• [REQUIREMENTS]:
a: Duplicate the part of the forum thread on Russian bombers that opens with the words containing "But now. Now" and closes with "Cuban missile crisis.".
b: Answer these questions from the forum thread on Russian bombers:
(i) What speed does sideKahr give for the bombers?
(ii) Which aircraft does James m call the tu-160 blackjack similar to?
(iii) Which older bomber did the sound of the TU-95's props remind SDF880 of?
c: Decide whether each statement agrees with the forum thread on Russian bombers, and back each yes or no with the deciding words from the thread:
(i) sideKahr says the bombers fly in international airspace.
(ii) James m is sure the submarine that leaked radiation was Russian.
(iii) Camel923 calls the flights a dog and pony show.

# Russian Bombers to patrol Gulf of Mexico, Caribbean



## Murphy (Oct 9, 2014)

https://news.yahoo.com/russian-bomber-patrols-reach-gulf-mexico-140508309.html


----------



## sideKahr (Oct 15, 2014)

It's international airspace. We do the same to them.


----------



## James m (Mar 11, 2014)

I see they are upgrading the airframes they are sending. It used to be converted bombers that first flew in 1952 that would come by just to harass and gather intelligence. They were propeller driven and had two blades per engine and they would turn in different directions. As fast as a jet airliner today. 
But now. Now in this story they show a tu-160 blackjack. Super sonic and swing wing. Similar to a b-1
No use for a blackjack 'cept to harass and drop nukes. 

Those are the two bombers that can reach the u.s.  stop in cuba. God knows we can't have another cold war without another Cuban missile crisis.


----------



## SDF880 (Mar 28, 2013)

If it's TU-95's you'll probably hear them before you see them!


----------



## sideKahr (Oct 15, 2014)

SDF880 said:


> If it's TU-95's you'll probably hear them before you see them!


Maybe not. These babies can do 0.8 mach. They are on you before the sound catches up.


----------



## Salt-N-Pepper (Aug 18, 2014)

They are actually really cool looking up close, and BIG. 

I don't care what they do in international air space. It's free.


----------



## SDF880 (Mar 28, 2013)

sideKahr said:


> Maybe not. These babies can do 0.8 mach. They are on you before the sound catches up.


True! I was just making a generalization as these are amongst the loudest planes I have ever heard on the videos I have seen. I'd love to hear/see one in person!
I have heard stories of ramp workers without proper hearing protection getting permanent hearing damage working around these planes.

There are a couple of videos on youtube of the TU-95's flying overhead and those big counter rotating props the sound reminded me a little of the old
Convair B-36's and the sound of the 6 big props on that bird.


----------



## James m (Mar 11, 2014)

Your hearing /deaf comment reminds me of the submarine that leaked radiation so bad that as soon as it put to sea every man on the ship was sterile. Think it was Chinese or maybe Russian. But im leaning towards Chinese.


----------



## TG (Jul 28, 2014)

Just showing off


----------



## Camel923 (Aug 13, 2014)

TorontoGal said:


> Just showing off


Agreed. It is a dog and pony show.


----------



## sparkyprep (Jul 5, 2013)

Don't think for a minute that we weren't "locked on". If the media knew about it, bet your a$$ that our heroes knew first.


----------



## James m (Mar 11, 2014)

I'm honestly trying to think of the oldest airframe that can shoot down a tu-95 I think a p-80 could do the trick, however to be safe I might go with an f-86.


----------



## Auntie (Oct 4, 2014)

It might be a dog & pony show, it is however still a show that makes me uncomfortable.


----------



## Piratesailor (Nov 9, 2012)

• [DATA ENTRIES]:
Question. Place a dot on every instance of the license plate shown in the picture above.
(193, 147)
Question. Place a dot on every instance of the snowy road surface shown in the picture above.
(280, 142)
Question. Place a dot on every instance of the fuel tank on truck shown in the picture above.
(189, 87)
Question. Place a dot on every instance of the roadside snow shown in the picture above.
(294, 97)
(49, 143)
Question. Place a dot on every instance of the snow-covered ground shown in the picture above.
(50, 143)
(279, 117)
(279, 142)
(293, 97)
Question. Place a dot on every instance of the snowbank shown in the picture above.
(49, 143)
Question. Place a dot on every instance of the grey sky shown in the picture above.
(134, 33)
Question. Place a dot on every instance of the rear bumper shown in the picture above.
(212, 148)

--

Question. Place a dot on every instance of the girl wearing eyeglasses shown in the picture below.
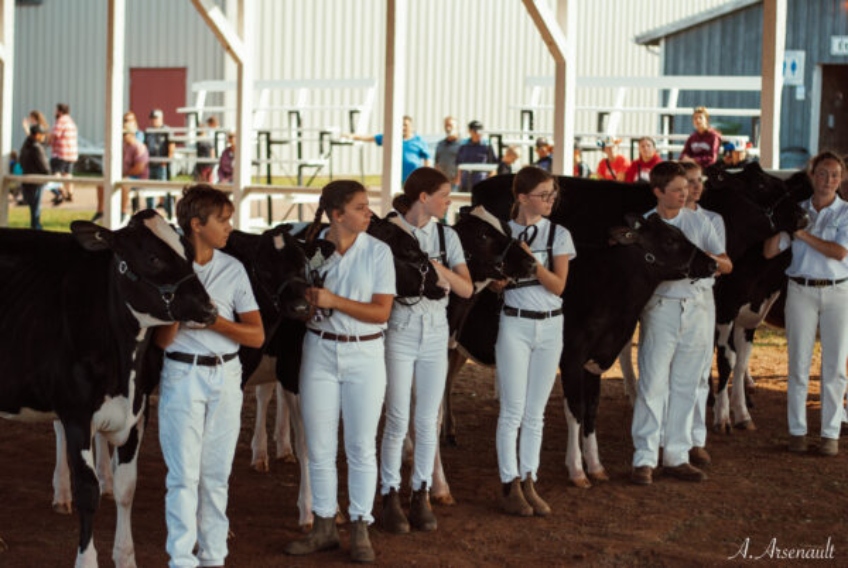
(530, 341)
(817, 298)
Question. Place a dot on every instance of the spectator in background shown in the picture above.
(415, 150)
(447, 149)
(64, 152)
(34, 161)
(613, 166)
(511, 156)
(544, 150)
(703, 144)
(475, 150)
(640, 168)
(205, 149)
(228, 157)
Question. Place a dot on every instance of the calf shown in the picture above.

• [SOLUTIONS TO EACH TASK]:
a:
But now. Now in this story they show a tu-160 blackjack. Super sonic and swing wing. Similar to a b-1
No use for a blackjack 'cept to harass and drop nukes. 

Those are the two bombers that can reach the u.s.  stop in cuba. God knows we can't have another cold war without another Cuban missile crisis.

b:
(i) 0.8 mach
(ii) A b-1
(iii) The Convair B-36

c:
(i) Yes: "It's international airspace."
(ii) No: "Think it was Chinese or maybe Russian. But im leaning towards Chinese."
(iii) Yes: "It is a dog and pony show."